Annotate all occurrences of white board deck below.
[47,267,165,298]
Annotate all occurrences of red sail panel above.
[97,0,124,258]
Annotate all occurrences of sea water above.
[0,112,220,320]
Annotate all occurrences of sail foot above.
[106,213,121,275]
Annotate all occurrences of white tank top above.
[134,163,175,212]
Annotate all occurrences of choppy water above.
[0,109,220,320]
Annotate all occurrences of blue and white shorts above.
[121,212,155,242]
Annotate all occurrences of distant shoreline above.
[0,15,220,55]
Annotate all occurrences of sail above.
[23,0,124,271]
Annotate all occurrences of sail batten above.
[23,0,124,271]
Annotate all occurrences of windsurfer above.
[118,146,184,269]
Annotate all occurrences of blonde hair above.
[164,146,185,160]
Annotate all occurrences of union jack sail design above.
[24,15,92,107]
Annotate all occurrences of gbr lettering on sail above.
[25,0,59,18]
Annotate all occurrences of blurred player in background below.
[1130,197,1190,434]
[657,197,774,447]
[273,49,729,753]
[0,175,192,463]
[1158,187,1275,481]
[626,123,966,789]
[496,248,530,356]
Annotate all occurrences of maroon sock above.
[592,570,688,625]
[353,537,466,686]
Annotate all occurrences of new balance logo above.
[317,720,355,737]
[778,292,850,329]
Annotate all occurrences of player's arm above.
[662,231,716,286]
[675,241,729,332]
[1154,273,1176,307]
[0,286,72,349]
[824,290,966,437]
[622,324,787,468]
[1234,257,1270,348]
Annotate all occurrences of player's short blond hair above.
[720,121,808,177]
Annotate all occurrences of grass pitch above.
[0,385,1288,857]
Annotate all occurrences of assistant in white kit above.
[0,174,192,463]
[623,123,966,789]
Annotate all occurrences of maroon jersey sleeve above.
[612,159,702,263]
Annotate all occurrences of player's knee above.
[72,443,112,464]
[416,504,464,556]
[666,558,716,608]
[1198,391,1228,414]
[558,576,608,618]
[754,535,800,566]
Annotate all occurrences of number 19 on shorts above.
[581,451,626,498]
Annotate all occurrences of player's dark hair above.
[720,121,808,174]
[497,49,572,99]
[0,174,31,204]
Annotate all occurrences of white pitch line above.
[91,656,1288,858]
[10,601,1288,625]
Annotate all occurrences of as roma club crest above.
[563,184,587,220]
□ □ □ □ □ □ □
Directions for this task>
Write out every row above again, word for word and in the same order.

Written response>
Annotate all occurrences of white board deck below.
[47,267,165,298]
Annotate all occurrences of red sail panel above.
[97,0,124,258]
Annotate all occurrences of sea water above.
[0,112,220,320]
Annotate all occurrences of sail foot above.
[106,213,121,275]
Annotate all occurrences of white tank top above.
[134,163,175,212]
Annotate all occurrences of choppy water above.
[0,109,220,320]
Annotate all occurrences of blue and white shorts above.
[121,212,155,242]
Annotate all occurrences of distant shoreline above.
[0,15,220,55]
Annotate all occurrences of sail above.
[23,0,124,271]
Annotate all occurrences of sail batten above.
[23,0,124,271]
Annotate all occurrences of windsurfer above.
[118,146,184,269]
Annotate all occurrences of blonde hair above.
[164,146,185,160]
Annotate all occurrences of union jack sail design above.
[24,15,92,107]
Annotate all occurrences of gbr lettering on sail above.
[25,0,59,18]
Annotate all occurrences of blurred player in background below.
[1130,197,1190,434]
[657,197,774,447]
[273,49,729,753]
[0,175,192,463]
[1158,187,1275,481]
[626,123,966,789]
[496,248,530,356]
Annotate all occurrences of maroon sock above.
[592,570,688,625]
[353,537,466,686]
Annotate all occurrences of new balance logo above.
[317,720,355,737]
[778,292,850,329]
Annotate all occurrences of player's arm above.
[662,231,716,286]
[675,241,729,332]
[1154,273,1176,307]
[0,286,72,349]
[824,290,966,437]
[622,324,787,468]
[1234,257,1270,348]
Annotate all occurrences of player's short blond hair above.
[720,121,808,177]
Annotate all occurrences of grass pitch above.
[0,385,1288,857]
Annotate all occurrences of assistant in white kit above.
[0,174,192,463]
[623,123,966,789]
Annotate all occurrences of maroon jersey sleeve above.
[612,159,702,263]
Annotate all occurrences of player's knee above.
[72,443,112,464]
[416,504,464,556]
[666,558,716,608]
[1198,391,1228,414]
[558,576,608,618]
[754,535,800,566]
Annotate all occurrences of number 19 on shorts above.
[581,451,626,498]
Annotate all occurrences of player's dark hair above.
[720,121,808,174]
[497,49,572,99]
[0,174,31,204]
Annotate all occurrences of white pitch line above.
[91,656,1288,858]
[10,601,1288,625]
Annotate all occurrences of as roma club crest above.
[563,184,587,220]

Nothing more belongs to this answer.